-- Start DATA FOR THIS EXERCISE --

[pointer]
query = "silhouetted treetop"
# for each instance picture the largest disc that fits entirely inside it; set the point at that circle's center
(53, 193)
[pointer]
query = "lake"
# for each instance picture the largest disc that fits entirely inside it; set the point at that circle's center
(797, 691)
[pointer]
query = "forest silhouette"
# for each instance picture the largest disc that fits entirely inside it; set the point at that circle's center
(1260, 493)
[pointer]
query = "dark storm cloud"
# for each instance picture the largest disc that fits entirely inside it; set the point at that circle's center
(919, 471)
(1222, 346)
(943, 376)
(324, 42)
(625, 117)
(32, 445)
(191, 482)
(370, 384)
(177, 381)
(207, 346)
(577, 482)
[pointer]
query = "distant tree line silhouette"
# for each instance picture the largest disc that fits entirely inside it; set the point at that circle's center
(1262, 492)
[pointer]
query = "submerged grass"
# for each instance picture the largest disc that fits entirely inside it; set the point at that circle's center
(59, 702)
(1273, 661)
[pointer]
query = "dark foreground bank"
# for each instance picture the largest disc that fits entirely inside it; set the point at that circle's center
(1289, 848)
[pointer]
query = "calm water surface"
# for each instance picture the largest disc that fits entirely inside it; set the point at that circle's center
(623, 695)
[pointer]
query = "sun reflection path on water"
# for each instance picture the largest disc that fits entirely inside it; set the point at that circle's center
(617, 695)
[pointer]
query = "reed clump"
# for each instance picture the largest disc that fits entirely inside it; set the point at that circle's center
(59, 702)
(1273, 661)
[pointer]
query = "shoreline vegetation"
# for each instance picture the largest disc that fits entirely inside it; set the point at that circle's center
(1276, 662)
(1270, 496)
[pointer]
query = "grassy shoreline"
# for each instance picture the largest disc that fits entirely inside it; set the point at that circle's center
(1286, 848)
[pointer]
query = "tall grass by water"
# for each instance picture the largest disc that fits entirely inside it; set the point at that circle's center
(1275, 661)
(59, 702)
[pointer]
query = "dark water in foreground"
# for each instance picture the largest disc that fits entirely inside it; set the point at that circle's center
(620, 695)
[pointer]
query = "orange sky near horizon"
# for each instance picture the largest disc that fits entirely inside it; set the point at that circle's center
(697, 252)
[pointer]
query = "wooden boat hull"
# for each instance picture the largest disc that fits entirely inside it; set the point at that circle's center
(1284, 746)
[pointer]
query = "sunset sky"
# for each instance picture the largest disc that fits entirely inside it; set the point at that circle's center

-- End DATA FOR THIS EXERCISE --

Write down the full listing again, exactly.

[pointer]
query = "silhouetted treetop"
# for each instance picture the largest disc that fits entirely inside it; set the point at that circle's center
(53, 193)
[pointer]
query = "lake"
# for each instance picture the largest disc that fits entirely inside it; set the point at that circle's center
(797, 691)
[pointer]
query = "forest silhouette"
# for each instance picture the largest disc that fits entirely inside it; set the point at that circle's center
(1260, 493)
[pointer]
query = "dark storm cloud"
# for each instance picture the largest disc that fits entirely inside it; set the point at that circle's center
(919, 471)
(1222, 346)
(943, 376)
(324, 42)
(625, 117)
(32, 445)
(191, 482)
(370, 384)
(177, 381)
(207, 346)
(577, 482)
[pointer]
query = "distant tree line silhouette"
# for each instance picture the largest disc that fits entirely inside it; set the point at that circle's center
(1262, 492)
[pointer]
query = "submerged grass"
# for each instance picture the largest disc that fits entirely inside it; set the point at that circle's center
(59, 702)
(1273, 661)
[pointer]
query = "dark foreground bank"
# for each instance picture the largest disc that fits entirely inside it; set the point at that circle's center
(1289, 848)
[pointer]
query = "calm water surface"
# for each instance picture the largest disc that fits entirely inside it; set the point at that circle's center
(623, 695)
[pointer]
query = "sun reflection path on water"
# for each instance picture the largest disc that fits entirely inside it; set the point at that circle's center
(617, 695)
[pointer]
query = "reed clump"
# for each instance picture the largest disc that fits entirely inside it; set the point at that circle's center
(59, 702)
(1273, 661)
[pointer]
query = "shoreline vegetation"
# for each instance picture the largest disc that fits entirely inside it; set the point at that circle's center
(1276, 662)
(1270, 496)
[pointer]
query = "grassy shoreline"
# for each instance picture the largest disc that fits entirely inside it; set the point at that circle's center
(1286, 848)
[pointer]
query = "tall grass by water"
# for each instance picture the largest disc that fits entirely inside it; set the point at that circle's center
(1275, 661)
(59, 702)
[pointer]
query = "dark water in foreground"
# for each instance picture the largest disc that fits entirely inside it; set the point at that circle's center
(620, 695)
[pointer]
query = "orange sky near horizon"
# for each instance picture the largest disc that fits entirely inside it; set the point at that circle's center
(697, 252)
[pointer]
query = "wooden boat hull"
# for each instance picture the largest disc that fits entirely inside it; set the point at that circle's center
(1284, 746)
[pointer]
query = "sunset sky"
# for each instance picture the largest disc that fits entirely inside it; set the point at that circle's center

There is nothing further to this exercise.